:: Estratto del documento ::
Live Aid: il suono di un’era nel libro di Gabriele Medeot
I 40 anni dal leggendario Live Aid, probabilmente il più grande evento musicale del secolo scorso

Live Aid: il suono di un’era nel libro di Gabriele Medeot
I 40 anni dal leggendario Live Aid, probabilmente il più grande evento musicale del secolo scorso
Live Aid: il suono di un’era nel libro di Gabriele Medeot
I 40 anni dal leggendario Live Aid, probabilmente il più grande evento musicale del secolo scorso
Fra gli anniversari musicali più significativi di quest’anno è impossibile non ricordare quello che cade proprio domani, 13 luglio: i 40 anni dal leggendario Live Aid, probabilmente il più grande evento musicale del secolo scorso. Oltre 16 ore di musica non-stop, due palchi (a Londra e Philadelphia) collegati fra loro da 16 satelliti, più del 90% delle televisioni mondiali sintonizzate e un cast di oltre 70 artisti: da Paul McCartney ai Queen, da David Bowie ai Led Zeppelin, passando per Madonna, U2 e tanti altri. Praticamente tutto il meglio che la musica internazionale potesse offrire in quel momento si era riunito per raccogliere fondi a favore dell’Etiopia, devastata da una terribile carestia. Un affresco potente di un’epoca in cui la musica sembrava davvero poter cambiare il mondo.
:::
Come potrebbe proseguire l’articolo sul Live Aid dopo la frase «Un affresco potente di un’epoca in cui la musica sembrava davvero poter cambiare il mondo.»? Scrivine la parte successiva.
:: Dati seguenti ::
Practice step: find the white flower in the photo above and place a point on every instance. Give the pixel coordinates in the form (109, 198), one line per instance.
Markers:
:::
→ Soluzione esercizio:
Per celebrare questo anniversario, lo scorso 4 luglio è uscito “Live Aid: Il suono di un’era. Gli anni Ottanta e il sogno di un mondo migliore” (Tsunami Edizioni), il nuovo libro di Gabriele Medeot, musicista e storyteller con oltre trent’anni di esperienza. Un volume che va a fondo non soltanto nella cronaca di quel giorno irripetibile, ma anche nella cultura, nella musica e nello spirito di un decennio. Spiega Medeot: «Il Live Aid fu un punto di svolta. Lo è stato per me, per la musica e per quel periodo storico. Dopo quella sera, nulla fu più come prima». Il libro mescola racconti, ricordi e riflessioni personali: «Se guardo al me stesso di allora, sognavo il pianoforte da sempre. La musica era una presenza naturale nella mia vita. Eppure quel bambino rimase folgorato davanti al televisore. Non capivo esattamente cosa stesse succedendo, ma percepivo che era qualcosa di enorme. Col tempo ho capito che quella cosa mi apparteneva. Gli artisti del Live Aid, l’energia, la musica, l’esempio sono diventati fari. Mi hanno sempre ‘tenuto in bolla’, come si dice».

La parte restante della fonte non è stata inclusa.